* begin *

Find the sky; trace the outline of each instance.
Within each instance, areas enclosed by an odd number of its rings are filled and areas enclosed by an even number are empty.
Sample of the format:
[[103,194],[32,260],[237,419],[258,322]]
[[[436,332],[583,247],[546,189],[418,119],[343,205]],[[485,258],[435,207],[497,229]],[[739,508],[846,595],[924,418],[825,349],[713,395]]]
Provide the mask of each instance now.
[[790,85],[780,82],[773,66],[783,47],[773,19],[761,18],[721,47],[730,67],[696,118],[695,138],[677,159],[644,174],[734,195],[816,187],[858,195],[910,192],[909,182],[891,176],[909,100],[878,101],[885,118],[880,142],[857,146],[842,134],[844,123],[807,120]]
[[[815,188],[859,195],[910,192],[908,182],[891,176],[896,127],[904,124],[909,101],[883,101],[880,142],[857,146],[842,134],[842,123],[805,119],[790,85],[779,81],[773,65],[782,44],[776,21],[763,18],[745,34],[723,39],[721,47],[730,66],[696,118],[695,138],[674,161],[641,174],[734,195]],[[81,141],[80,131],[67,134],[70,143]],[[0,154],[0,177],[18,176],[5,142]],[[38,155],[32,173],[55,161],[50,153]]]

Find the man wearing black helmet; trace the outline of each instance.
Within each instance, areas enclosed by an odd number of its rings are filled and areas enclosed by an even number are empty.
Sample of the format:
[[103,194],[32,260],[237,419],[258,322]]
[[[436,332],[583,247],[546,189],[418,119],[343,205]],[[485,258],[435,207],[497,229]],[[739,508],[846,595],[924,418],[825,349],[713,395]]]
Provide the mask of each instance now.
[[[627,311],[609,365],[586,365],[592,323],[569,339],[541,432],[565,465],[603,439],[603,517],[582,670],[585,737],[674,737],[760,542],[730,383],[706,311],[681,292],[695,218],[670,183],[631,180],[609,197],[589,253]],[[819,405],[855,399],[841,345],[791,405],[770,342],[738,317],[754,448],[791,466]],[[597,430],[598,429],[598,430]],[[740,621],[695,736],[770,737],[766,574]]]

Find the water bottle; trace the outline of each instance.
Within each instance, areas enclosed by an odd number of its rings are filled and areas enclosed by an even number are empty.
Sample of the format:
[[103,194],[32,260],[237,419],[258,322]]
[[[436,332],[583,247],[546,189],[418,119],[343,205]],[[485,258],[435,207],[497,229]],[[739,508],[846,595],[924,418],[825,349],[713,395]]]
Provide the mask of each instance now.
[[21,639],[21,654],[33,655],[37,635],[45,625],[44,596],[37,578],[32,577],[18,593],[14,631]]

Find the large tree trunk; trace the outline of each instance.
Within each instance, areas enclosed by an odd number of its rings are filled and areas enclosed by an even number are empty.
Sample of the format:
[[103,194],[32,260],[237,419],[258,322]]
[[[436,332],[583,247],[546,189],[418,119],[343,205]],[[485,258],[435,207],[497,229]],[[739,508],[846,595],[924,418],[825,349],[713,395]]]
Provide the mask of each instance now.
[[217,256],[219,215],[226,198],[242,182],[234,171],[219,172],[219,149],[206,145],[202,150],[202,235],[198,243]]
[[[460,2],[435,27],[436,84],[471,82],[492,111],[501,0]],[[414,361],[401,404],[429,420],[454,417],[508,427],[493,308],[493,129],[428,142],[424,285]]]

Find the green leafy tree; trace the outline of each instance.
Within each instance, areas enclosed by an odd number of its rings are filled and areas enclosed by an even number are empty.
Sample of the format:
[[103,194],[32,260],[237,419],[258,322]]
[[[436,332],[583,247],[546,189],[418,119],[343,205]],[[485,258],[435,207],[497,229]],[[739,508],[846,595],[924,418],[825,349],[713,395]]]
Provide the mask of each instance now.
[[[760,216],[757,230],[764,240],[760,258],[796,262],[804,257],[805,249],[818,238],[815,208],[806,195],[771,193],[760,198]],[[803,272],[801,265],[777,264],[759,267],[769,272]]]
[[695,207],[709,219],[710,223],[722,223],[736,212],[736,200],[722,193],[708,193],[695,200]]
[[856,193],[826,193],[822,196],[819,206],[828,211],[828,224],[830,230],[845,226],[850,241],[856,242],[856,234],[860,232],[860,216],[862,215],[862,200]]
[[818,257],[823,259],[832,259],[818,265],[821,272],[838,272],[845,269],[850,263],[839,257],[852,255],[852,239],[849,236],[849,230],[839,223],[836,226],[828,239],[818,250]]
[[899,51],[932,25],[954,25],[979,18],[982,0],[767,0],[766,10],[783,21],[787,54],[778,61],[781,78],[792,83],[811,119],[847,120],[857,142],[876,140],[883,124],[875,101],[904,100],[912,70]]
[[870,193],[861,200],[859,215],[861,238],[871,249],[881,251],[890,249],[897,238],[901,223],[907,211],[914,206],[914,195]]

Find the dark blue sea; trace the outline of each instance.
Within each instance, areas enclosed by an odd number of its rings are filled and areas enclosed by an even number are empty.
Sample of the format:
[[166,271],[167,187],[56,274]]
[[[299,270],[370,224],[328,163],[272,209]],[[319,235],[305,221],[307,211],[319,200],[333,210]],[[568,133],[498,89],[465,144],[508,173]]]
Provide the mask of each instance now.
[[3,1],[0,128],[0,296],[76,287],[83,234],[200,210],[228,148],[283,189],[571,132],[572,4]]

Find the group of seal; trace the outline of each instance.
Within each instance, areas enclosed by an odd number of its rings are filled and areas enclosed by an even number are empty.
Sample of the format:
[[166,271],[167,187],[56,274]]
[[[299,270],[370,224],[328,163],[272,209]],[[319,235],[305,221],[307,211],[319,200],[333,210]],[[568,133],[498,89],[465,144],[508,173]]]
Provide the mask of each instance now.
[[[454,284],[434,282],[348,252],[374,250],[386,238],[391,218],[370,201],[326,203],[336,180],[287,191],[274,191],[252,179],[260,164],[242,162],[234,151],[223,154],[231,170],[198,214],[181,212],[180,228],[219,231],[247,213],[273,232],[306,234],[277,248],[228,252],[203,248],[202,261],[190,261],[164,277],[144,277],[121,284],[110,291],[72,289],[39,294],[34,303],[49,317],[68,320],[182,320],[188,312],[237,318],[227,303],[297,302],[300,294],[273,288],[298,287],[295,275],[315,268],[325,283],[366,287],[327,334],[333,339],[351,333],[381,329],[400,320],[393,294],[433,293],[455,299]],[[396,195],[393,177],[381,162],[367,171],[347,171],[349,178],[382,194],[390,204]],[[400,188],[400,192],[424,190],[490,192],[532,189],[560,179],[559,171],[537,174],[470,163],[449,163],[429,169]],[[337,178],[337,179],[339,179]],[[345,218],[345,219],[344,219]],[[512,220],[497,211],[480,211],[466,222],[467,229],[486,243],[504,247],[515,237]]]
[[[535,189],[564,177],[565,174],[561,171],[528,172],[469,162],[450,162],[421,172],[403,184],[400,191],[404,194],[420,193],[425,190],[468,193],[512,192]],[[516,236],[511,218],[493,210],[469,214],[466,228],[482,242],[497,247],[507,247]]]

* end *

**Task brief**
Recopy the entries above in their entirety, exactly.

**Expected answer**
Find the sky; trace the outline of each instance.
Within each instance, areas enclosed by an odd number of its rings are filled and areas enclosed by an even number are empty.
Sample of the format:
[[103,194],[32,260],[237,419],[258,322]]
[[[436,332],[583,247],[546,189],[418,119],[343,205]],[[485,258],[435,207],[497,229]],[[739,508],[846,595],[924,418],[825,349],[713,395]]]
Provide the mask of each instance now.
[[790,85],[780,82],[773,66],[783,47],[773,19],[761,18],[721,47],[730,67],[696,118],[695,138],[677,159],[644,174],[734,195],[816,187],[858,195],[910,192],[909,182],[891,176],[909,100],[878,101],[885,118],[880,142],[857,146],[842,134],[844,123],[807,120]]
[[[815,188],[859,195],[910,192],[908,182],[891,176],[896,127],[904,124],[909,101],[883,101],[880,142],[857,146],[842,134],[842,123],[805,119],[790,85],[779,81],[773,65],[782,44],[776,21],[763,18],[745,34],[723,39],[721,47],[730,66],[696,118],[695,138],[674,161],[641,174],[734,195]],[[81,141],[80,131],[67,134],[70,143]],[[0,154],[0,177],[18,176],[5,142]],[[38,155],[32,173],[55,161],[50,153]]]

Find the man wearing black helmet; trace the outline of each instance.
Within each instance, areas enclosed by an odd number of its rings are filled and areas enclosed by an even number are empty.
Sample of the format:
[[103,194],[32,260],[237,419],[258,322]]
[[[436,332],[583,247],[546,189],[418,119],[343,205]],[[485,258],[435,207],[497,229]],[[739,508],[846,595],[924,418],[825,349],[713,395]]]
Provide the mask of each instance now.
[[[627,311],[609,365],[586,365],[592,323],[569,339],[541,432],[565,465],[603,439],[603,517],[582,670],[585,737],[674,737],[760,542],[730,383],[706,311],[681,292],[695,218],[670,183],[631,180],[609,197],[589,253]],[[819,405],[855,399],[841,345],[791,405],[770,342],[738,317],[754,448],[791,466]],[[597,430],[598,429],[598,430]],[[740,621],[695,736],[770,737],[766,574]]]

Find the water bottle; trace the outline of each instance.
Within each instance, areas enclosed by an odd number of its rings are filled and areas enclosed by an even number are empty.
Sample of the format:
[[103,194],[32,260],[237,419],[258,322]]
[[[436,332],[583,247],[546,189],[418,119],[343,205]],[[485,258],[435,207],[497,229]],[[739,508],[846,595],[924,418],[825,349],[713,395]]]
Provide the mask of each instance now.
[[21,639],[21,654],[33,655],[37,635],[45,625],[44,596],[37,578],[32,577],[18,593],[14,631]]

Find the large tree trunk; trace the outline of each instance.
Within each instance, areas enclosed by an odd number of its rings are filled and areas enclosed by an even number are empty.
Sample of the format:
[[103,194],[32,260],[237,419],[258,322]]
[[[436,332],[583,247],[546,189],[418,119],[343,205]],[[485,258],[435,207],[497,229]],[[739,508],[846,595],[924,418],[825,349],[713,395]]]
Provide the mask of each instance now.
[[217,256],[219,215],[226,198],[242,182],[234,171],[219,172],[219,149],[206,145],[202,150],[202,235],[198,243]]
[[[460,2],[435,27],[436,84],[471,82],[492,111],[501,0]],[[414,361],[401,404],[429,420],[454,417],[508,427],[493,308],[493,129],[428,142],[424,285]]]

Find the green leafy tree; trace the outline of each instance.
Within each instance, areas enclosed by an odd number of its rings are filled and areas enclosed by an even number are empty.
Sample of the format:
[[103,194],[32,260],[237,419],[258,322]]
[[[436,332],[583,247],[546,189],[418,119],[343,205]],[[485,258],[435,207],[497,229]],[[739,508],[846,595],[924,418],[825,349],[713,395]]]
Provide the mask of each instance now.
[[[760,216],[757,230],[764,240],[760,258],[796,262],[804,257],[805,249],[818,238],[815,208],[806,195],[771,193],[760,198]],[[803,272],[801,265],[777,264],[759,267],[769,272]]]
[[695,207],[709,219],[710,223],[722,223],[736,212],[736,200],[722,193],[708,193],[695,200]]
[[856,193],[826,193],[822,196],[819,206],[828,211],[828,224],[830,230],[845,226],[850,241],[856,242],[856,234],[860,232],[860,216],[862,215],[862,200]]
[[818,257],[823,259],[832,259],[818,265],[821,272],[838,272],[845,269],[850,263],[839,257],[852,255],[852,239],[849,236],[849,230],[839,223],[836,226],[828,239],[818,250]]
[[899,51],[932,25],[954,25],[979,18],[982,0],[767,0],[766,10],[783,21],[787,54],[778,61],[781,78],[792,83],[811,119],[847,120],[857,142],[876,140],[883,124],[875,101],[904,100],[912,70]]
[[870,193],[861,200],[859,215],[861,238],[871,249],[881,251],[890,249],[897,238],[901,223],[907,211],[914,206],[914,195]]

Find the dark blue sea; trace the outline of each instance.
Within each instance, areas enclosed by an odd number of its rings are filled and areas enclosed by an even number are empty.
Sample of the format:
[[166,271],[167,187],[56,274]]
[[[299,270],[370,224],[328,163],[272,209]],[[319,235],[305,221],[307,211],[319,200],[333,210]],[[568,133],[498,89],[465,144],[508,173]]]
Provide the mask of each instance now.
[[3,1],[0,128],[0,296],[76,287],[83,234],[200,210],[228,148],[283,189],[571,132],[572,4]]

Find the group of seal; trace the outline of each instance.
Within each instance, areas enclosed by an odd number of its rings are filled and areas enclosed by an even number are empty.
Sample of the format:
[[166,271],[167,187],[56,274]]
[[[299,270],[370,224],[328,163],[272,209]],[[319,235],[305,221],[307,211],[319,200],[333,210]],[[568,133],[498,89],[465,144],[508,173]]]
Provide the mask of each instance now.
[[[454,284],[434,282],[348,252],[374,250],[386,238],[391,218],[370,201],[326,203],[336,180],[287,191],[274,191],[252,179],[260,164],[242,162],[234,151],[223,154],[231,170],[198,214],[181,212],[180,228],[219,231],[247,213],[273,232],[306,234],[277,248],[228,252],[203,248],[202,261],[190,261],[164,277],[144,277],[121,284],[110,291],[72,289],[39,294],[34,303],[49,317],[68,320],[182,320],[188,312],[237,318],[227,303],[297,302],[300,294],[273,288],[298,287],[295,275],[315,268],[325,283],[366,287],[327,334],[333,339],[351,333],[381,329],[400,320],[393,294],[433,293],[455,299]],[[396,195],[393,177],[381,162],[367,171],[347,171],[349,178],[382,194],[390,204]],[[400,188],[400,192],[424,190],[490,192],[532,189],[560,179],[559,171],[537,174],[470,163],[449,163],[429,169]],[[337,178],[337,179],[339,179]],[[345,218],[345,219],[344,219]],[[512,220],[497,211],[480,211],[466,222],[467,229],[486,243],[504,247],[515,237]]]
[[[535,189],[564,177],[565,174],[561,171],[528,172],[469,162],[450,162],[421,172],[403,184],[400,191],[404,194],[420,193],[425,190],[468,193],[512,192]],[[516,236],[511,218],[493,210],[469,214],[466,228],[482,242],[497,247],[507,247]]]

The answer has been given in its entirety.